Supplied passage
## start
Since former FBI deputy director Andrew McCabe began promoting his new book “The Threat,” there’s been an understandable focus on something that isn’t even mentioned in it: Deputy Attorney General Rod J. Rosenstein’s reported comment in May 2017 that perhaps it was time to consider exploring the 25th Amendment’s provisions for removing a president from office.
In interviews, McCabe has indicated that the conversation went no further than Rosenstein’s comment and, despite President Trump’s base-boosting tweets about treason and coups, the comments from Rosenstein were no more a coup than hypothetical speculation from another senior administration official about Trump’s impeachment might be.
In the abstract, in this moment some 18 months removed from the reported comments, the idea of senior officials reaching that level of concern about Trump can seem melodramatic or nefarious. But the comments weren’t made now, more than a year after special counsel Robert S. Mueller III got to work and well after the various revelations about Trump and his campaign have been absorbed into our collective consciousness.
## end
Data shown
## start
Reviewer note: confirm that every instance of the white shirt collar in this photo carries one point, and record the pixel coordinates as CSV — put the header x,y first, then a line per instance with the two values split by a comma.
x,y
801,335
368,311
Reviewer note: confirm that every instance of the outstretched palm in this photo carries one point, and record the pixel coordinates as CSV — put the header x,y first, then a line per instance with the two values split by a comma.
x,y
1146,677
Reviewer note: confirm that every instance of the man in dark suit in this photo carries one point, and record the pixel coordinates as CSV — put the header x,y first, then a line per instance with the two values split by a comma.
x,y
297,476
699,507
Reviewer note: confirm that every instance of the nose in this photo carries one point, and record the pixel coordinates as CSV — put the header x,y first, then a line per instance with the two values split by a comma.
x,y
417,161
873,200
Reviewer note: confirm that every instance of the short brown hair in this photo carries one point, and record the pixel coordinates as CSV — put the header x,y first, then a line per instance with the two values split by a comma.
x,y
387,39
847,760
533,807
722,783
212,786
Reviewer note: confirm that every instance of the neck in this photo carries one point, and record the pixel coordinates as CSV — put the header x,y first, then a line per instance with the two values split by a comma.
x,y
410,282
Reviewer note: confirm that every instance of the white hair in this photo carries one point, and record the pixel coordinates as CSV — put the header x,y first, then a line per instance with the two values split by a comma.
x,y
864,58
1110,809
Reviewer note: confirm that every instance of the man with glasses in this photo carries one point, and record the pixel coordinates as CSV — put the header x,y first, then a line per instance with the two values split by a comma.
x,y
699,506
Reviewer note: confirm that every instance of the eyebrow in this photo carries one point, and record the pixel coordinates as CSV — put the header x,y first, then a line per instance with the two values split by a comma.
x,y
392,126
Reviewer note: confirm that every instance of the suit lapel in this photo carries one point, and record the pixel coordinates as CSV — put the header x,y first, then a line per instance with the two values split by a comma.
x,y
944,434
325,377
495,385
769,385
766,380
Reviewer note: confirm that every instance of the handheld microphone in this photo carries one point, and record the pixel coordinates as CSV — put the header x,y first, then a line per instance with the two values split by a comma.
## end
Required tasks
a. In the passage on McCabe and the 25th Amendment, take the part that opens with the words "Since former FBI" and closes with "impeachment might be.", and alter it so that "interviews" is replaced by "public appearances".
b. Using the passage on McCabe and the 25th Amendment, answer these questions:
(i) What is the title of McCabe's new book?
(ii) In what month and year was Rosenstein's comment reportedly made?
(iii) About how many months removed from the reported comments is the moment the passage describes?
c. Resume the passage on McCabe and the 25th Amendment from the point where it stops.
The entries stand apart from the passage on McCabe and the 25th Amendment and are separate material.

Answer set
a.
Since former FBI deputy director Andrew McCabe began promoting his new book “The Threat,” there’s been an understandable focus on something that isn’t even mentioned in it: Deputy Attorney General Rod J. Rosenstein’s reported comment in May 2017 that perhaps it was time to consider exploring the 25th Amendment’s provisions for removing a president from office.
In public appearances, McCabe has indicated that the conversation went no further than Rosenstein’s comment and, despite President Trump’s base-boosting tweets about treason and coups, the comments from Rosenstein were no more a coup than hypothetical speculation from another senior administration official about Trump’s impeachment might be.

b.
(i) "The Threat"
(ii) May 2017
(iii) Some 18 months

c.
It’s worth instead putting ourselves into the more pertinent context of that moment, remembering what was and wasn’t publicly known about the investigation and how the investigation itself had evolved to the point at which Rosenstein allegedly made his comments.
On July 31 of the previous year, the FBI had opened a counterintelligence investigation that stemmed from Trump campaign adviser George Papdopoulos’s revelation to a foreign diplomat that he was aware in May that Russia had a cache of emails incriminating Trump’s 2016 opponent Hillary Clinton. About a week before that investigation was opened, a number of documents stolen from the Democratic National Committee were released by WikiLeaks with the apparent aim of disrupting the Democratic convention that was about to begin.
In March 2017, then-FBI Director James B. Comey described the investigations in testimony before Congress — the first time they were acknowledged in public.
“I have been authorized by the Department of Justice to confirm that the FBI, as part of our counterintelligence mission, is investigating the Russian government’s efforts to interfere in the 2016 presidential election,” he said, “and that includes investigating the nature of any links between individuals associated with the Trump campaign and the Russian government and whether there was any coordination between the campaign and Russia’s efforts.”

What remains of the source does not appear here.